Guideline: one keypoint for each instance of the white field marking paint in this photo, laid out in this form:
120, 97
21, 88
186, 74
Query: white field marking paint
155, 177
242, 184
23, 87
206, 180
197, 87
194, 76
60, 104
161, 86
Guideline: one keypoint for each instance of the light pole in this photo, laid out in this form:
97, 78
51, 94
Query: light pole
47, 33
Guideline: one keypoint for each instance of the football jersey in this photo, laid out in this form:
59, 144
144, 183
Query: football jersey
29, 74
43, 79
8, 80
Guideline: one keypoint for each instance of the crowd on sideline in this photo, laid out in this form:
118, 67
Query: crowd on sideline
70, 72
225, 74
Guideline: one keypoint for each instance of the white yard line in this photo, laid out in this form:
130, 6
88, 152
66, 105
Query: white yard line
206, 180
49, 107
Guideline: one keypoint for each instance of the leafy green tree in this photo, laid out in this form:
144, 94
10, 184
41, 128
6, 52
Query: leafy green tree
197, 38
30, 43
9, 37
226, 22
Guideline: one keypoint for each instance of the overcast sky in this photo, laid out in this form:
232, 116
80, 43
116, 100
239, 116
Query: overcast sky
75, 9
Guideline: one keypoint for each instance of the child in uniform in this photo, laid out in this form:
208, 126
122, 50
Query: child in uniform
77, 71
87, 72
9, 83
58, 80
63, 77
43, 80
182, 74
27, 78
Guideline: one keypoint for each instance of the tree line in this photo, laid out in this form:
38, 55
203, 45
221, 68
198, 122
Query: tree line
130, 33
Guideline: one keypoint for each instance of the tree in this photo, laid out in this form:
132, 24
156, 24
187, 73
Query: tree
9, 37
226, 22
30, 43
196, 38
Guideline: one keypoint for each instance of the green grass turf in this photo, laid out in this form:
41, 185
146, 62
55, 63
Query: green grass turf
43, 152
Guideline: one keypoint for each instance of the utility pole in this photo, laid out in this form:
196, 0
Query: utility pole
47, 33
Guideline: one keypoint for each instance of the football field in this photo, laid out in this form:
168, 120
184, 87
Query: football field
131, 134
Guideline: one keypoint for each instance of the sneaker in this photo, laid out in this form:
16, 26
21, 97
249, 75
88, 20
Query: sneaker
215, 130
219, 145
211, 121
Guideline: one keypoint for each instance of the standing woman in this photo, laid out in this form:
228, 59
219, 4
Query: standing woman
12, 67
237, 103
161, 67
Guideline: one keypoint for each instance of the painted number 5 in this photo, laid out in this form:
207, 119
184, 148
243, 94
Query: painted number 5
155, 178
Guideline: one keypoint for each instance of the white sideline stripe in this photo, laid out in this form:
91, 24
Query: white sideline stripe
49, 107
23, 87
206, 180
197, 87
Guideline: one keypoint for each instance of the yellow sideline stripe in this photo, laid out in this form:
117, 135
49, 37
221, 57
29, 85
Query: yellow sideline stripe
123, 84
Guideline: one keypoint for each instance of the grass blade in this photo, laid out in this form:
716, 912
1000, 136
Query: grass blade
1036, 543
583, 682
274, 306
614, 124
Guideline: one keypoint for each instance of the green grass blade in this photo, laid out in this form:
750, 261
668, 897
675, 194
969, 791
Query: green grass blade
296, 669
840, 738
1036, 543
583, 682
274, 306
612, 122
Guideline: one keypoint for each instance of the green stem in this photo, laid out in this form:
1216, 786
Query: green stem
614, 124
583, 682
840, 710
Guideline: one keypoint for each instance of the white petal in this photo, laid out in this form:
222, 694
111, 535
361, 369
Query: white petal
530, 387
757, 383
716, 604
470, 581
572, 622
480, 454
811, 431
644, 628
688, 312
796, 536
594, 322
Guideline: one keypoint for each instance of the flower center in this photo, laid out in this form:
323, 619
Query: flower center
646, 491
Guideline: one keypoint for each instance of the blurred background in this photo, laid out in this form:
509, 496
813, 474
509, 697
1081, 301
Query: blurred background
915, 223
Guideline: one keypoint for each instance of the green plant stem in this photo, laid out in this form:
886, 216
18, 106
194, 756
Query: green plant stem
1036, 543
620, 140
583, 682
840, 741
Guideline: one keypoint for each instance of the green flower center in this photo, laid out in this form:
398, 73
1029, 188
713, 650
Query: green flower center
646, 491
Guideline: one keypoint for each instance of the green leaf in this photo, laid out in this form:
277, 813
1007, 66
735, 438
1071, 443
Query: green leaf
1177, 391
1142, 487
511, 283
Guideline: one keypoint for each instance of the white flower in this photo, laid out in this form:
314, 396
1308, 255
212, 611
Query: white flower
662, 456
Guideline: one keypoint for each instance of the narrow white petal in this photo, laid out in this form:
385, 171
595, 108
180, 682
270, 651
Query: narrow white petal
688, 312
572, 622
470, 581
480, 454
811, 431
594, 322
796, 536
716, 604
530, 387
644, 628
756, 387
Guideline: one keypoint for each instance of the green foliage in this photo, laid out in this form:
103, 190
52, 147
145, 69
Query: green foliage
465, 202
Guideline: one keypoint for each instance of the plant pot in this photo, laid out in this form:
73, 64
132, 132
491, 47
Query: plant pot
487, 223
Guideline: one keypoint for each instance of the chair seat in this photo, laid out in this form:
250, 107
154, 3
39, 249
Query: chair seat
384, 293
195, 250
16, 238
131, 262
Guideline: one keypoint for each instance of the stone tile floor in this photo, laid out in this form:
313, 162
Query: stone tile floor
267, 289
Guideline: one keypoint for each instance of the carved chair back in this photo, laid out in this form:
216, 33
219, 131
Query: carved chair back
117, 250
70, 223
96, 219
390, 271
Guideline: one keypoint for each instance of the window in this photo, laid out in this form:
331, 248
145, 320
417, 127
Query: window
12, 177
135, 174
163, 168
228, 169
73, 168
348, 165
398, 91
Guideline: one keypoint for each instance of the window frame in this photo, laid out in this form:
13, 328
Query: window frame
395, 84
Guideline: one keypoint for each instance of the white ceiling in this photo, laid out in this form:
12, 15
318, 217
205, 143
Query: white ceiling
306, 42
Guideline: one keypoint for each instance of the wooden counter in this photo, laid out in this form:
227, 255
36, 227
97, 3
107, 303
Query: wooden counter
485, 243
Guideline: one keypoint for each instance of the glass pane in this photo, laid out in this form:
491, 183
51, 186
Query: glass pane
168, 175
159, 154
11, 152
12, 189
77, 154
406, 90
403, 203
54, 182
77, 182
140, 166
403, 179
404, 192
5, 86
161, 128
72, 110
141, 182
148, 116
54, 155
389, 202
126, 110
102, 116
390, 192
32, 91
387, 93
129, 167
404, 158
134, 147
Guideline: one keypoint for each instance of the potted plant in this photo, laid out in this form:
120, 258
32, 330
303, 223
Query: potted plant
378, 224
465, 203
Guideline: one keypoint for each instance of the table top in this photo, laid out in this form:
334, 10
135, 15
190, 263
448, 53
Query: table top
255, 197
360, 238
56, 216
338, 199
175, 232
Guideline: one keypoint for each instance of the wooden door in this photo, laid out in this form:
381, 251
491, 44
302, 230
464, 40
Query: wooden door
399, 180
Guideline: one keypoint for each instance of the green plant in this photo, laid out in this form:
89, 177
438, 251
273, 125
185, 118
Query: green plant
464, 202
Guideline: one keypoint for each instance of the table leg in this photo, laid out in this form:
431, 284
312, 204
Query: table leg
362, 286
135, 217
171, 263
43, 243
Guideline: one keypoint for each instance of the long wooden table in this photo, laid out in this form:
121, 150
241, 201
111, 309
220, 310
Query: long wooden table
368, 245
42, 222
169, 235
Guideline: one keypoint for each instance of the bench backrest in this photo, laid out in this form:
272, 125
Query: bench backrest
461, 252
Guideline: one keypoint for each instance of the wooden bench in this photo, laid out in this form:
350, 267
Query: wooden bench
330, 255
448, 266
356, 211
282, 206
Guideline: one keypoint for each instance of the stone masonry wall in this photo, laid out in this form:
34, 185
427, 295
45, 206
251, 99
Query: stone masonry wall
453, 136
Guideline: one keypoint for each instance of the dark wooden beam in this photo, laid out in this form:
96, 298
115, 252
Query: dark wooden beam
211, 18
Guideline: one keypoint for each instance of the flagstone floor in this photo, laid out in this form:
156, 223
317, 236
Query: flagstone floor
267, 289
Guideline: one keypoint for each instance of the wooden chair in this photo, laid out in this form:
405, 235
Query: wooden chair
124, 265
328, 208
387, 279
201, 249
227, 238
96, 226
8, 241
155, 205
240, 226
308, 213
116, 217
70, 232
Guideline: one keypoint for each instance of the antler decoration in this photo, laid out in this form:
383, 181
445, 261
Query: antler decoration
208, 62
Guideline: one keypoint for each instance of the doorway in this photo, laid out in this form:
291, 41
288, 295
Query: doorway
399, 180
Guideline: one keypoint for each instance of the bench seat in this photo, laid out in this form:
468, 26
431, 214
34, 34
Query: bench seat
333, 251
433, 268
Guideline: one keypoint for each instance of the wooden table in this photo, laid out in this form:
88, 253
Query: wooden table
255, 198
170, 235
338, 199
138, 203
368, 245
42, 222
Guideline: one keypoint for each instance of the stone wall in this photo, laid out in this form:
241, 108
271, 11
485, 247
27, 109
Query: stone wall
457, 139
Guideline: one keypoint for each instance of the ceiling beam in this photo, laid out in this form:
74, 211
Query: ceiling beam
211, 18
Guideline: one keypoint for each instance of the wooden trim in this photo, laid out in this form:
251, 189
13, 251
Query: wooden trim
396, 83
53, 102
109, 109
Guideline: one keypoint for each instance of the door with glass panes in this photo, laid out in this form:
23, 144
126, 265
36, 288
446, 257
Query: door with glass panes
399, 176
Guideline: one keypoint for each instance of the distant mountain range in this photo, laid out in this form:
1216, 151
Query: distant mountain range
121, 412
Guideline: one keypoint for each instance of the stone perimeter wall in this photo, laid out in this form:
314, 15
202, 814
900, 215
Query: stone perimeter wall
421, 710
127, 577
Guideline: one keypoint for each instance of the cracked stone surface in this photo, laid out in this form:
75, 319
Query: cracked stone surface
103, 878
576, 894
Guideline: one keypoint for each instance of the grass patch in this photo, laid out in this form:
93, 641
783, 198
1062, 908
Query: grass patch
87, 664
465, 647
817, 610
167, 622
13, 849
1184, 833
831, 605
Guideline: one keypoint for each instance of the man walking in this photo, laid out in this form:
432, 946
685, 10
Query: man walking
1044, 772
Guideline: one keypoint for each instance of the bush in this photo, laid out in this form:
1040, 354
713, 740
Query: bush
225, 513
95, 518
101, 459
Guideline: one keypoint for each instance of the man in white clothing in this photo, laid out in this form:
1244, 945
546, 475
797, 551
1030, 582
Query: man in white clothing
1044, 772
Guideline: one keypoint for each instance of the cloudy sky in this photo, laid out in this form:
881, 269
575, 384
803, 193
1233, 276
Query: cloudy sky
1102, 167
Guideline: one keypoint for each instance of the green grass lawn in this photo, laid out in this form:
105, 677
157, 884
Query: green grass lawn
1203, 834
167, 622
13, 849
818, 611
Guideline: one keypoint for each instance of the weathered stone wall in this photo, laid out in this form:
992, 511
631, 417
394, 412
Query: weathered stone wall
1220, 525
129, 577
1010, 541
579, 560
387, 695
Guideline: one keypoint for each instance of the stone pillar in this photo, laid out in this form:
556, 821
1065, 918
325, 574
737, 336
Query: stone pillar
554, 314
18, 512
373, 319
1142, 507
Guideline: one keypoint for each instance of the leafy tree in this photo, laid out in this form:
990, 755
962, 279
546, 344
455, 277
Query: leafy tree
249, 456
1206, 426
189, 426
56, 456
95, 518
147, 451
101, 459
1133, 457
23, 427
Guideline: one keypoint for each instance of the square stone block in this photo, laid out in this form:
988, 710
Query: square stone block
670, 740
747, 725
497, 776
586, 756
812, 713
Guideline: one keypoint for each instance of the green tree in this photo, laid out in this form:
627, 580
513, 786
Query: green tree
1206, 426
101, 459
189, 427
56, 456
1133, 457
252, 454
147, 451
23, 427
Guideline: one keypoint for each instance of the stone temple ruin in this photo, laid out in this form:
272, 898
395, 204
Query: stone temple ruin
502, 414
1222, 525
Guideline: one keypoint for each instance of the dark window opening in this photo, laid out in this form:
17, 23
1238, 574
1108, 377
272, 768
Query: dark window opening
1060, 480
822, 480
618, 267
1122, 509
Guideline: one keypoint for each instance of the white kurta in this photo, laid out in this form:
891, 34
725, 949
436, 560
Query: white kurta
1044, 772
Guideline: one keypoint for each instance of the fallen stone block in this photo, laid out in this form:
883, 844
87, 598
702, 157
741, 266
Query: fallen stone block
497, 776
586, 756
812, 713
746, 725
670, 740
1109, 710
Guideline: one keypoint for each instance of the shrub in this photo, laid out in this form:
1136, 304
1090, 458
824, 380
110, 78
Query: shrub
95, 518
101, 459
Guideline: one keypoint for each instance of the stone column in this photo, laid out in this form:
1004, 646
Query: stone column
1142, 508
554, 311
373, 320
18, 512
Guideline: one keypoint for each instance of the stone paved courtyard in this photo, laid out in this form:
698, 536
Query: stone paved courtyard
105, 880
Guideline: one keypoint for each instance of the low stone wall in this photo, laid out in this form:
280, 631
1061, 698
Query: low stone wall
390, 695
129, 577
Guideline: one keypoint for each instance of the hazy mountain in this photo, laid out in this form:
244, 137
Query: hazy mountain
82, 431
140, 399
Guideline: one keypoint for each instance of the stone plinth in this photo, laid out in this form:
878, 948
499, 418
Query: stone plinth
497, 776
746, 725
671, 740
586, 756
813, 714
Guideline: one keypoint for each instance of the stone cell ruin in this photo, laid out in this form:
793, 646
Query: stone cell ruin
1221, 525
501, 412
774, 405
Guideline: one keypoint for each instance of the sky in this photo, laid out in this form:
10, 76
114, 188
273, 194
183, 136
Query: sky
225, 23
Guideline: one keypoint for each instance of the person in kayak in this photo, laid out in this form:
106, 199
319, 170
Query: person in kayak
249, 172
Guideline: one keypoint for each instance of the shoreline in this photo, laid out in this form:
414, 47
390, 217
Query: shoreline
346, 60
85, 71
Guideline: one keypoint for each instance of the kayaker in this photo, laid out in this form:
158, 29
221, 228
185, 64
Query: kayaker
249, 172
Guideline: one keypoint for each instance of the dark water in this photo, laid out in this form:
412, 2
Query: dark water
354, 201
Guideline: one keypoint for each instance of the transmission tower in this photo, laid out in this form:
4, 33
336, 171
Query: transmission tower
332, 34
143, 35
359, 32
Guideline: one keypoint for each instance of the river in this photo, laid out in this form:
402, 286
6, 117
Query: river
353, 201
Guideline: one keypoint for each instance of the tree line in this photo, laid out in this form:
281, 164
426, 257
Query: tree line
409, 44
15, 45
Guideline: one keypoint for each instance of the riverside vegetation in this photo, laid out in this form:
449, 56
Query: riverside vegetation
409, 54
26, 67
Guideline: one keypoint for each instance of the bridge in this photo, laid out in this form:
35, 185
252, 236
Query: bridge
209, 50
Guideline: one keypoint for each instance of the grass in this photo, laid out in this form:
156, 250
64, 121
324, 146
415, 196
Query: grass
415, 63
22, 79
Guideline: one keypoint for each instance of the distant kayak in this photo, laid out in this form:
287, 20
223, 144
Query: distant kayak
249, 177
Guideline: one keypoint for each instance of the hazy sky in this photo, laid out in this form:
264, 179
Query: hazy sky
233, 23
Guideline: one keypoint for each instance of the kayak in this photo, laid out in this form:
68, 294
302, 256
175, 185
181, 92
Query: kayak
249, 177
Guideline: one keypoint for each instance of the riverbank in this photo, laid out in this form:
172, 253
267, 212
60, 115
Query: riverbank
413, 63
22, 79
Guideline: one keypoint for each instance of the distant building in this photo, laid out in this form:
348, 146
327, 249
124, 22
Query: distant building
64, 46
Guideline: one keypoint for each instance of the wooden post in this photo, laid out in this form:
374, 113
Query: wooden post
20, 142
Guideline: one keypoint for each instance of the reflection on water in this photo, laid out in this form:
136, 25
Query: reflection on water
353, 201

+ + +

# TO DO:
The answer consists only of the lines from the one containing "Guideline: one keypoint for each instance of the riverbank" to the end of the records, each written out exactly.

# RESULT OF THIS EXERCISE:
Guideline: one keypoint for each instance of the riverbank in this photo, laid out in this form:
172, 253
267, 212
60, 115
Query: riverbank
413, 63
22, 79
Guideline: one keypoint for each instance of the distant building in this photo, laid out in this form:
348, 146
327, 249
124, 22
Query: distant building
64, 46
Guideline: one keypoint for each instance of the wooden post in this photo, laid out in this form:
374, 113
Query: wooden post
20, 142
Guideline: one keypoint for each instance of the reflection on water in this photo, laid out in this form:
136, 25
Query: reflection on water
353, 201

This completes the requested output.